Materials provided:

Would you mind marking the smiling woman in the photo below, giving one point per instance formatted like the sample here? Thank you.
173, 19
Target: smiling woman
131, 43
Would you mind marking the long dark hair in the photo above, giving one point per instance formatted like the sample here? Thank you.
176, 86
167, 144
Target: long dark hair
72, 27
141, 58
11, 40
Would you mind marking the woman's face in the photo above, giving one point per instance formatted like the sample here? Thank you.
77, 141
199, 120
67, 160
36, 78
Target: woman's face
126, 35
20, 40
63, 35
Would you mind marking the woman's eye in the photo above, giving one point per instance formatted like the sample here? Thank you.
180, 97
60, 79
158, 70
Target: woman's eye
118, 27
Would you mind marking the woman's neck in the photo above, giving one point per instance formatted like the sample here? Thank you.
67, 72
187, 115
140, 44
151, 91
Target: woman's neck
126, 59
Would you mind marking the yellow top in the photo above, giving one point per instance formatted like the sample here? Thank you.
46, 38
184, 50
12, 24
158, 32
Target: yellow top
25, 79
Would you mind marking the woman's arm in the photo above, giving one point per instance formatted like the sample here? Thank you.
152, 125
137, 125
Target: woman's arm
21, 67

What the task requires:
Copy all of the entries above word for word, keeping every line and number in its original order.

Answer to this task:
Would you mind marking the smiling woman in the photo below, giving one point per instance formatted like the sample here? Thank you.
173, 19
Target: smiling woman
131, 43
Would you mind marking the long dark hair in the photo above, giving one point per instance formatted like the sample here? Thank you.
176, 86
167, 144
Target: long dark hair
72, 27
141, 58
11, 40
Would you mind marking the woman's face in the photo above, giving one point per instance formatted like the sample here? Thank you.
77, 141
199, 120
67, 160
36, 78
Target: woman's face
126, 35
20, 40
63, 35
Would you mind marking the woman's eye in the photo above, giving one point per instance formatted like the sample here? Thank you.
180, 97
60, 79
158, 70
Target: woman's eye
118, 27
Would you mind marking the woman's neck in the photo above, giving one point per instance formatted like the sample here? Thank you.
67, 72
187, 115
140, 44
151, 91
Target: woman's neck
126, 59
Would you mind marking the yellow top in the photo above, giving one point per instance formatted like the sample here? Thank you.
46, 38
184, 50
12, 24
158, 32
Target: yellow top
25, 79
Would you mind marking the woman's arm in the photo above, giving one point per instance formatted like the sample here? Thank you.
152, 125
137, 125
Target: woman's arm
21, 67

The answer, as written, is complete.